_ABOUT THIS EXERCISE:_
Write out each line exactly, starting with the one containing "Please point out the colorful" and stopping after the last line of the listing below.

_SUPPLIED ENTRIES:_
=-=-=-=-=

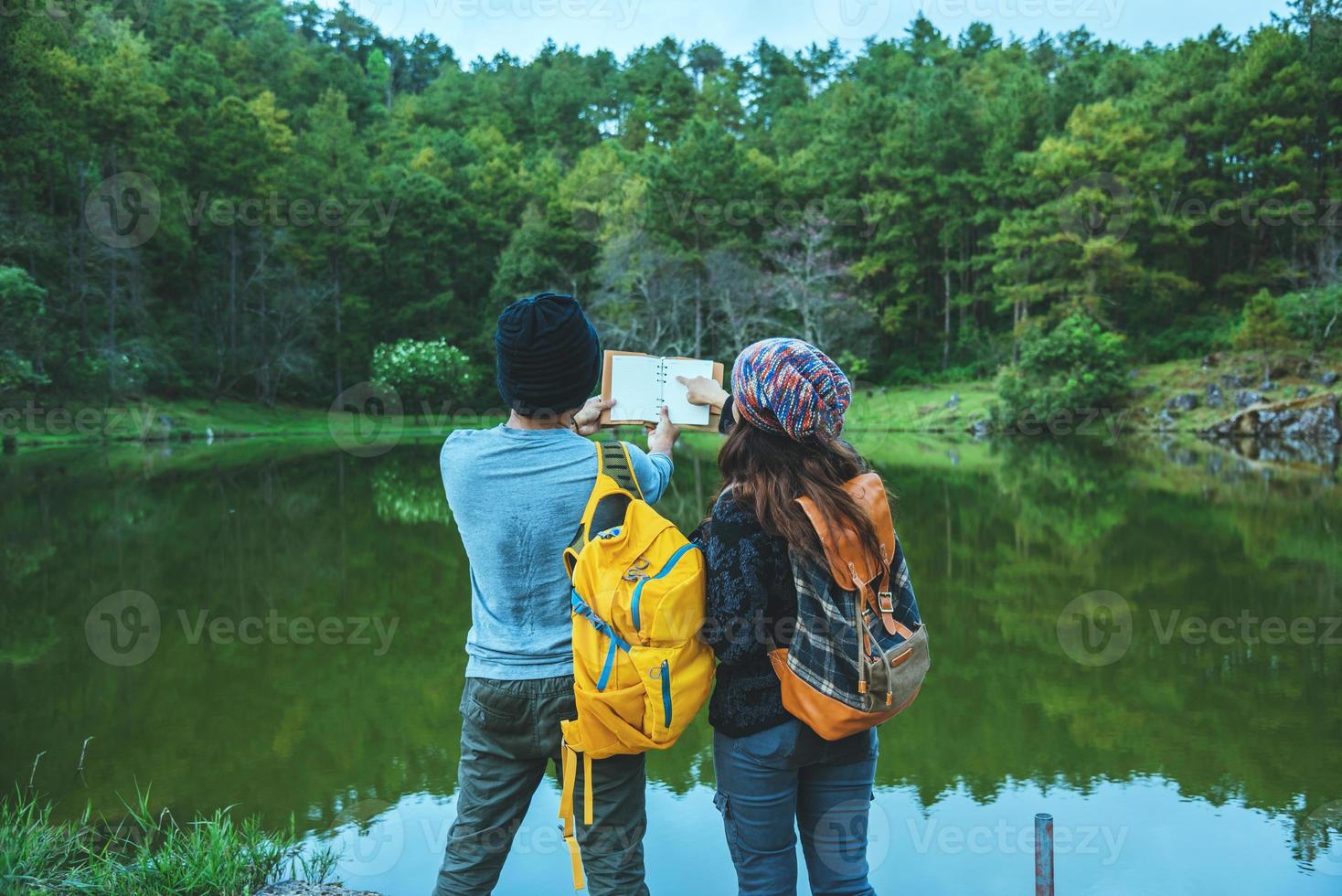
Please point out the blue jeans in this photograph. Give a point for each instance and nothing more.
(784, 780)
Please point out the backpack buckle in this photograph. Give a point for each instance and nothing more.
(635, 573)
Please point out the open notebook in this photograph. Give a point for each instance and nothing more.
(640, 384)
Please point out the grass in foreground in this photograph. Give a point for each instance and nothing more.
(145, 853)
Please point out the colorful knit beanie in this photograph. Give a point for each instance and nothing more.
(791, 387)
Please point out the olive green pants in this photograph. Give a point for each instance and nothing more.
(510, 730)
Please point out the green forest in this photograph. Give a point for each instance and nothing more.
(272, 201)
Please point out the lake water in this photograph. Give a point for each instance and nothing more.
(1141, 643)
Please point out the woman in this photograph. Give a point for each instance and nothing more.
(783, 422)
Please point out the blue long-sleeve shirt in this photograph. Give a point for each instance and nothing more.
(517, 496)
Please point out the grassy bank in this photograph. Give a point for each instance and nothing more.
(145, 853)
(935, 408)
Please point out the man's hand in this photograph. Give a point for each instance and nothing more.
(662, 437)
(587, 421)
(703, 390)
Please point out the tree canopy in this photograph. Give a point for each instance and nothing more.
(246, 197)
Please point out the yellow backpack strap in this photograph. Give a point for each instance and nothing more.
(570, 767)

=-=-=-=-=

_RESPONSE TO THE TASK:_
Please point out the colorful knit beanie in this photograph. Give a point for each instance and nothing more.
(791, 387)
Please point out the olive green pants in this photograph. Give a point for each instance and nothing more.
(510, 730)
Please point out the green forest in this photograph. Give a point for each instance and nothing more.
(272, 201)
Please point out the lake water in this photograph. Give a point for each instance and nothing more.
(1141, 643)
Please point out the woman in this photograph. Give a point for each instance and nothing more.
(783, 422)
Please point out the blue long-sleeve shirt in this photograph. Give a point for each instance and nothing more.
(517, 496)
Please point out the grassy bank in this photograph. Give a point for each instance and nothing more.
(145, 853)
(935, 408)
Please point out the man's hand in this photograph. Give a point for each instance and nothing more.
(662, 437)
(587, 421)
(703, 390)
Please point out the tree canopy in this photograph. Give a point for each instance and nothing more.
(246, 197)
Please point out the yellow backpack strap in this photograph. Give a point for each instance and nothing more.
(570, 767)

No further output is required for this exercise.